* Zu bearbeitende Aufgaben
A: Beantworten Sie anhand des Textes über Katrin Steffens Beitrag zu den Nachkriegsfilmen diese Fragen:
(i) Welches Medium untersucht Katrin Steffen in ihrem Beitrag?
(ii) Auf welcher Seite steht der Ausdruck „ästhetisierte filmische Heimat“?
(iii) Was etablierten die Filme laut dem Text nicht?
B: Schreiben Sie aus dem Text über Katrin Steffens Beitrag zu den Nachkriegsfilmen den Abschnitt heraus, der mit den Worten „Der Beitrag von“ beginnt, und hören Sie nach „eine besondere Gruppenidentität.“ auf.
C: Schreiben Sie den Text über Katrin Steffens Beitrag zu den Nachkriegsfilmen weiter, im Anschluss an seinen letzten Satz.

* Textauszug
________________________

Der Beitrag von Katrin Steffen folgt der Erweiterung des Diasporabegriffs und untersucht die deutschen Nachkriegsfilme als ein Medium für die Diasporakultur der Flüchtlinge und Vertriebenen. Obwohl für Steffen die Filme oft als eine ästhetisierte filmische Heimat (S. 171) fungierten und damit ein Medium der Erinnerungs- oder Verarbeitungskultur wurden, blieben sie auch ein politisches bzw. gesellschaftliches Instrument der Integration und der eigenen Geschichtskonstruktion. Die Filme beinhalteten damit zwar einige Merkmale einer Diasporakultur, etablierten aber eben nicht eine besondere Gruppenidentität.

________________________

* Einträge mit Punktannotationen
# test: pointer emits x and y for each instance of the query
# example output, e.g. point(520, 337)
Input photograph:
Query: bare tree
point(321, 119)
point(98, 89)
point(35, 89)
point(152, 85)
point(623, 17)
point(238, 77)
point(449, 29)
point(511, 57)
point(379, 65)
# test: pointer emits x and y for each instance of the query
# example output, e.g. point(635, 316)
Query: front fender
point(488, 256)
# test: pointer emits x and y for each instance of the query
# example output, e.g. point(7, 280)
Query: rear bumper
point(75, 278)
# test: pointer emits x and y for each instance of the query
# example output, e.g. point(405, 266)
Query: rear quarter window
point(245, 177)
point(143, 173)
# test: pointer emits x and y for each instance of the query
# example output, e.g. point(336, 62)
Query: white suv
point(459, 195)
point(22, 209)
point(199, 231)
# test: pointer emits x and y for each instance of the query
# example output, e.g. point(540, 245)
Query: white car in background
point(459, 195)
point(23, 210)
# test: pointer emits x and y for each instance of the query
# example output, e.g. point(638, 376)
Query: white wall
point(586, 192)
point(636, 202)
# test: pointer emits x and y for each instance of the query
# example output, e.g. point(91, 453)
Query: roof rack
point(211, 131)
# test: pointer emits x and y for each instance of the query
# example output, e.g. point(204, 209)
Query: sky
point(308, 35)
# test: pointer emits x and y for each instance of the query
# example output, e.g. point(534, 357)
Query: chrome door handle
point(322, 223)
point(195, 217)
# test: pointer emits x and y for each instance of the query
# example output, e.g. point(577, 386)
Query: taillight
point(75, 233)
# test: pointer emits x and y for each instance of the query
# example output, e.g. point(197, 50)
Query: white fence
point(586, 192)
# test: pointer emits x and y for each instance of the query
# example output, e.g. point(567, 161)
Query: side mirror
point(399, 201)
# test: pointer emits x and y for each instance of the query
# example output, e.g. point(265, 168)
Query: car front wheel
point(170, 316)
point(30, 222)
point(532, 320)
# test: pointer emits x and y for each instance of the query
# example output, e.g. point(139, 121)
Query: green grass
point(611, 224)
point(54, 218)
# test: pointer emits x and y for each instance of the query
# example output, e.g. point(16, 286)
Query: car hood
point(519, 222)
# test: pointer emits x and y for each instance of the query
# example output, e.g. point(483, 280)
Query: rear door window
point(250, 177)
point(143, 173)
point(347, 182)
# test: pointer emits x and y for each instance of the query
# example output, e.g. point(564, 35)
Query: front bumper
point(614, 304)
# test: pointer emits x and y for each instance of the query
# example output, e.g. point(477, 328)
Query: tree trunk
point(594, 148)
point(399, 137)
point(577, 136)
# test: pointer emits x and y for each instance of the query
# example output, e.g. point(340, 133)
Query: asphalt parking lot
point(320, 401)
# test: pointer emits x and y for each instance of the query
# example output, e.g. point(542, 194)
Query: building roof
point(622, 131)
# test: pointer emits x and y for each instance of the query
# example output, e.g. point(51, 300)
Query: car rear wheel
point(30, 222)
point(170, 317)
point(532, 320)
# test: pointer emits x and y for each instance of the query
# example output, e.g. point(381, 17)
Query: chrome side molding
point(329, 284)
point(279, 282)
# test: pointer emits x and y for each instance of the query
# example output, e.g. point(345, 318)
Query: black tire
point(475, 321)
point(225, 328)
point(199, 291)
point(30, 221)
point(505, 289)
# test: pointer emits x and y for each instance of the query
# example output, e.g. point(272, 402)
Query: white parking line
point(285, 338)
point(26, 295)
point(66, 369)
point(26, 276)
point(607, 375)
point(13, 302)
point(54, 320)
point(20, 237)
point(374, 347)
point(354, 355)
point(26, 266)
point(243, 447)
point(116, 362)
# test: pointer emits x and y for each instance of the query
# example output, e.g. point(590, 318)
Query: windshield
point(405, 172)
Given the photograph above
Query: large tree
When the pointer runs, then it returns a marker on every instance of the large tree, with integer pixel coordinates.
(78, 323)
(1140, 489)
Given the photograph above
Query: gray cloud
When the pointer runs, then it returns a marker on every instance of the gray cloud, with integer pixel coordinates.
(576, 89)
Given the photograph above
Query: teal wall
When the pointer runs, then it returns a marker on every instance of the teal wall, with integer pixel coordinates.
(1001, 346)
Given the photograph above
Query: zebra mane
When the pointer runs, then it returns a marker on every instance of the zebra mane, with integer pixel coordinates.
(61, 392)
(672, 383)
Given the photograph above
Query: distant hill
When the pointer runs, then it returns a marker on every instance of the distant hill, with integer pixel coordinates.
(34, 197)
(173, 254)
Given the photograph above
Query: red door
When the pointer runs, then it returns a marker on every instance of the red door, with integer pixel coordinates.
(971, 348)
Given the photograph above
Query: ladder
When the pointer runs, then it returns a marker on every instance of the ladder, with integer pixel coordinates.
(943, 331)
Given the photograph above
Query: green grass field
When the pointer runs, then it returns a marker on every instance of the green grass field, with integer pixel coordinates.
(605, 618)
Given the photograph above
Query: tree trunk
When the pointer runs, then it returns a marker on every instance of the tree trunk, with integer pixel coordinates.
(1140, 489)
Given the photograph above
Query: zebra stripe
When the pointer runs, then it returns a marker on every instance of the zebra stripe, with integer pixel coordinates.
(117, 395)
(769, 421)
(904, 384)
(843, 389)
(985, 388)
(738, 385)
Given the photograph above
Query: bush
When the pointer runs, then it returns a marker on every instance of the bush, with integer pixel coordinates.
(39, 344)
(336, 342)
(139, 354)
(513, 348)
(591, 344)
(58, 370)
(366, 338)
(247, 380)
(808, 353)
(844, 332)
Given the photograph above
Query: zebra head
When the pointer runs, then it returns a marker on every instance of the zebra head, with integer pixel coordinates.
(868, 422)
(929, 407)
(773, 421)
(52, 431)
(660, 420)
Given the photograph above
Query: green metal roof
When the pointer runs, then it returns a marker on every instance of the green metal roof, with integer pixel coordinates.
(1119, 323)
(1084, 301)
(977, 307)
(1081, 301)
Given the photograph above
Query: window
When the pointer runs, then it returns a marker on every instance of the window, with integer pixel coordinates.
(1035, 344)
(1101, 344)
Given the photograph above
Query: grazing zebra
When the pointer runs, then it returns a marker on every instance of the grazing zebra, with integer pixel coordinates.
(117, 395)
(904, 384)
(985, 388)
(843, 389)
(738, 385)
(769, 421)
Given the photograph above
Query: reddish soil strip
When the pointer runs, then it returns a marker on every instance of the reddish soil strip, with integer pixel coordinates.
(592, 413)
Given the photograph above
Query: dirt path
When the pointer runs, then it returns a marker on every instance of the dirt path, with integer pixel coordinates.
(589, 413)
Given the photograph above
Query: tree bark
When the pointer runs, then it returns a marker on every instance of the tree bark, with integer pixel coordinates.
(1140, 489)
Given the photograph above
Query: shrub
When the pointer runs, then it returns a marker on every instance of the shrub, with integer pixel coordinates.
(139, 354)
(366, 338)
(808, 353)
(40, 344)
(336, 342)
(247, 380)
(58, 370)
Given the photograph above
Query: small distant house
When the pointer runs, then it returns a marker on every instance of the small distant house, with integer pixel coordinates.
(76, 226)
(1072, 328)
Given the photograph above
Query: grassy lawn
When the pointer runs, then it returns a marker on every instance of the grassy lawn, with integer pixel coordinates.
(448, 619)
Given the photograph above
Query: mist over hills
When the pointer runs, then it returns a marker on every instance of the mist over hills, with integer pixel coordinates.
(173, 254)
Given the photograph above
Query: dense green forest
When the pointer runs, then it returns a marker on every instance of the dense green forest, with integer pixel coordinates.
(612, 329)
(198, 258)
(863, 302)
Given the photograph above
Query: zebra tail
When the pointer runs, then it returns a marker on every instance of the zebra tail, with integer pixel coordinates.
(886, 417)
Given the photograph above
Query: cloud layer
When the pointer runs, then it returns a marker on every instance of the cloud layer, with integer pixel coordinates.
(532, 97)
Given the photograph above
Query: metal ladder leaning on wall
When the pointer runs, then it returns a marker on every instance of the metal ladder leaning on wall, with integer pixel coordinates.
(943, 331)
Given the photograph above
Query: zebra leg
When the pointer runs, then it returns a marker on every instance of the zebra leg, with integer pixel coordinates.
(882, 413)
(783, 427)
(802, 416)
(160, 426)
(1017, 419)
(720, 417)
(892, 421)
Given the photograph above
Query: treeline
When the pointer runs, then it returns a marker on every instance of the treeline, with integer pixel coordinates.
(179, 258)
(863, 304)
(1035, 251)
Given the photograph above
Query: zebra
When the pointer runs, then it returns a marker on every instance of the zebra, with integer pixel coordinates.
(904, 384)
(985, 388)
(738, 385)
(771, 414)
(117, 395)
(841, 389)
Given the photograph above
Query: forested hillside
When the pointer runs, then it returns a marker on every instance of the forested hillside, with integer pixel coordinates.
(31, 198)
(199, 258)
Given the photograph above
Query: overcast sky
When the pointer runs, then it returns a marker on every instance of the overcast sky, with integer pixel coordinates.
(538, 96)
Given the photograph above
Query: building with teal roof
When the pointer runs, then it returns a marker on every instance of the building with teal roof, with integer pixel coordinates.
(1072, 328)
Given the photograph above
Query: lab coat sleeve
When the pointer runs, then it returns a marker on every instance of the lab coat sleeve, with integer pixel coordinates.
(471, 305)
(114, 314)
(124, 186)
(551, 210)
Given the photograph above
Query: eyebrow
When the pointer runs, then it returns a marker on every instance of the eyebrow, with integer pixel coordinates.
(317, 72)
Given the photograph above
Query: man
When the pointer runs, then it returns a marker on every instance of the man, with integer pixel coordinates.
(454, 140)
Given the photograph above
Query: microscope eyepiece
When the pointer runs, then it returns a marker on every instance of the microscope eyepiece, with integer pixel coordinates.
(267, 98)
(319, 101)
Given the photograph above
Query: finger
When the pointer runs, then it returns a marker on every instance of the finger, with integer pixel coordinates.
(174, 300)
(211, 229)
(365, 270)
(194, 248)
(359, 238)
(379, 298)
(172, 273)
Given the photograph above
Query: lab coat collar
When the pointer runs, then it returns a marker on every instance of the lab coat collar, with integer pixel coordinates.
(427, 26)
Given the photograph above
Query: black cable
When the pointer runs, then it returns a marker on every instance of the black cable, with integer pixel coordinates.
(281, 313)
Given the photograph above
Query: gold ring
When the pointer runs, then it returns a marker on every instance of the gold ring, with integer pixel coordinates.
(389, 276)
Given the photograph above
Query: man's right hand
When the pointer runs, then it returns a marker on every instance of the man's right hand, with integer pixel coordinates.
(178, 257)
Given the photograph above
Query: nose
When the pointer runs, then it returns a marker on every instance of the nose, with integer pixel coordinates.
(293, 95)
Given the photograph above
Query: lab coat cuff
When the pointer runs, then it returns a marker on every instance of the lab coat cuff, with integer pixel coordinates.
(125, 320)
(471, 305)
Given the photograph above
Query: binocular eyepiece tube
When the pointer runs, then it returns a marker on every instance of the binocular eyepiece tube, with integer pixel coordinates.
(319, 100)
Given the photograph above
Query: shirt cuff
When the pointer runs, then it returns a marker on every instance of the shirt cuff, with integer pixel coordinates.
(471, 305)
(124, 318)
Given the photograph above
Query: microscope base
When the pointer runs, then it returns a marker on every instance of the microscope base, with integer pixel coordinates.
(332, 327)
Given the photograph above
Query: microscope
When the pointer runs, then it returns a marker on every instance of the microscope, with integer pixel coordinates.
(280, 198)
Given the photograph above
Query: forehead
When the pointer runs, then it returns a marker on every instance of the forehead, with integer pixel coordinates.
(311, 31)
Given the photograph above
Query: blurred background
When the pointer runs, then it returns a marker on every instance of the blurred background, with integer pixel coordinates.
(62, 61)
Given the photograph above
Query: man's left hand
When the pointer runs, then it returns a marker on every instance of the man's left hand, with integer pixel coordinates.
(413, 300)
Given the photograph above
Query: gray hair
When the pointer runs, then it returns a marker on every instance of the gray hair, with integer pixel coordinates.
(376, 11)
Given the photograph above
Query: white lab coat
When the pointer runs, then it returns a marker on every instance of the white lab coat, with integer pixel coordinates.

________________________

* Die Ergebnisse
A:
(i) Die deutschen Nachkriegsfilme, als Medium für die Diasporakultur der Flüchtlinge und Vertriebenen.
(ii) Auf Seite 171.
(iii) Eine besondere Gruppenidentität.

B:
Der Beitrag von Katrin Steffen folgt der Erweiterung des Diasporabegriffs und untersucht die deutschen Nachkriegsfilme als ein Medium für die Diasporakultur der Flüchtlinge und Vertriebenen. Obwohl für Steffen die Filme oft als eine ästhetisierte filmische Heimat (S. 171) fungierten und damit ein Medium der Erinnerungs- oder Verarbeitungskultur wurden, blieben sie auch ein politisches bzw. gesellschaftliches Instrument der Integration und der eigenen Geschichtskonstruktion. Die Filme beinhalteten damit zwar einige Merkmale einer Diasporakultur, etablierten aber eben nicht eine besondere Gruppenidentität.

C:
In ihrer regionalen Studie demonstriert Petra Behrens die Besonderheit des Diasporabegriffs in Bezug auf das katholische Milieu im Eichsfeld. Die Sonderstellung der mehrheitlich katholischen Eichsfelder, die sich vor allem nach der deutsch-deutschen Teilung mit neuen Rahmenbedingungen auseinandersetzen mussten, stellt sie ins Zentrum ihrer Untersuchung. Dabei zeigt Behrens die unterschiedlichen politischen Interessen und Sozialisierungsmomente der Eichsfelder Diaspora auf und dokumentiert die Entwicklungen der Eichsfelder Identität zwischen der sich säkularisierenden BRD-Gesellschaft und der ideologisierenden DDR-Gesellschaft.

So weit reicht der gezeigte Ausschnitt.